▸ RECORDS FOR THIS TASK

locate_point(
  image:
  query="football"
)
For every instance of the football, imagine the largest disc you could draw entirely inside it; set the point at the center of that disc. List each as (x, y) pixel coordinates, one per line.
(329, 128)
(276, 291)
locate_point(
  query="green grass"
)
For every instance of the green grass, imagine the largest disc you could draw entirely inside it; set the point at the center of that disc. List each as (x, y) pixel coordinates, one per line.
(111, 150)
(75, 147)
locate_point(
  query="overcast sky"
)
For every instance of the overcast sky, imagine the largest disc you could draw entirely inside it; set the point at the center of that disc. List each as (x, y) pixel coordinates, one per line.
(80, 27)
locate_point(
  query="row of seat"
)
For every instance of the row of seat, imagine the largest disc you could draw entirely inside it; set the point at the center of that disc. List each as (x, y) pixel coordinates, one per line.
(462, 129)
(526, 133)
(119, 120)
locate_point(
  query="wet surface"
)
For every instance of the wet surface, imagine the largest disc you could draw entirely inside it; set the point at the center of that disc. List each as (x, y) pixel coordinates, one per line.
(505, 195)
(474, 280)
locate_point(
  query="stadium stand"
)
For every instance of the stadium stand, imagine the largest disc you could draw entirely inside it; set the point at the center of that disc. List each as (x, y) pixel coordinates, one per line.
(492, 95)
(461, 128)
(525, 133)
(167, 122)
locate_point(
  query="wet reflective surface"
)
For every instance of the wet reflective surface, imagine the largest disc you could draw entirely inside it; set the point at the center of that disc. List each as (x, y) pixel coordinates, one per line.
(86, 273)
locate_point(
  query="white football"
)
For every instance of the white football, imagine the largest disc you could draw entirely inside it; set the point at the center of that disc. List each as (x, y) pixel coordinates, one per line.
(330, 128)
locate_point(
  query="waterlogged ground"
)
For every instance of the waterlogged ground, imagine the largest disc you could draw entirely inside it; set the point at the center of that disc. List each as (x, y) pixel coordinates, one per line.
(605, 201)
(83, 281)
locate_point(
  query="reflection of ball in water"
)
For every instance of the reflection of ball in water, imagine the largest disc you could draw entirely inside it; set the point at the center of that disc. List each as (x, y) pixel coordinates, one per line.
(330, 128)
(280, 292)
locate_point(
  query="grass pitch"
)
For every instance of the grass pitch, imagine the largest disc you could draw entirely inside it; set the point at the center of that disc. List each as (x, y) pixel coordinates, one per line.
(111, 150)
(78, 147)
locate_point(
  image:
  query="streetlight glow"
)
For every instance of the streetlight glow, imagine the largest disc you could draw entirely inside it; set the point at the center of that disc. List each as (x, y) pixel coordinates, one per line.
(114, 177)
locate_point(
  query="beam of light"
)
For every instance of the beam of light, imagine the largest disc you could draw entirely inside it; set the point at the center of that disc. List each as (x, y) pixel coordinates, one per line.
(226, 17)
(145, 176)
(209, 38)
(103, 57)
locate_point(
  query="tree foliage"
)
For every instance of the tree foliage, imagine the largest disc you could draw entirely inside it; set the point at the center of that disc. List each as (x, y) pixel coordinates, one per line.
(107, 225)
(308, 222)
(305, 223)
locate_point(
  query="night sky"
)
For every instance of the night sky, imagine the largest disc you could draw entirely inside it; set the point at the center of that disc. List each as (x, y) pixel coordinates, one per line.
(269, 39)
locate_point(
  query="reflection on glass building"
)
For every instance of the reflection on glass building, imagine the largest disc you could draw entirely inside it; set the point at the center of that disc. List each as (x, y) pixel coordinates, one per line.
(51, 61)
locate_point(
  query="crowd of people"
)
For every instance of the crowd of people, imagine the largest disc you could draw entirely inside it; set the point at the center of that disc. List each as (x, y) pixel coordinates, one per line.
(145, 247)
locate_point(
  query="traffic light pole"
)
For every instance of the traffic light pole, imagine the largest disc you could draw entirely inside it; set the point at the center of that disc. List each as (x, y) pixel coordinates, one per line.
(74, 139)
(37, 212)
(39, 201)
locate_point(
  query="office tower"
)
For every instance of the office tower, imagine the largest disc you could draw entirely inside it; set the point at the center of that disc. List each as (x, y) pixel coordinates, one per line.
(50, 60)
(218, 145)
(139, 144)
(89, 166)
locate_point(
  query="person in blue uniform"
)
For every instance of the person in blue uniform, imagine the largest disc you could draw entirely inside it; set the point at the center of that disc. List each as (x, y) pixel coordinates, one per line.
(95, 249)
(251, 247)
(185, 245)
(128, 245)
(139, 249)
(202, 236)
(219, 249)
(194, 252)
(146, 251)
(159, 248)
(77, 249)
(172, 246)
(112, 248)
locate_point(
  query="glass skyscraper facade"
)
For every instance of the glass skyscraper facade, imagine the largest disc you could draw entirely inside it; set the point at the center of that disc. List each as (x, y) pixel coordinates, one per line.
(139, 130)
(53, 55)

▸ WRITTEN EXERCISE
Count the lines in the listing above that contain the string "grass", and give only that number.

▸ FINAL RESULT
4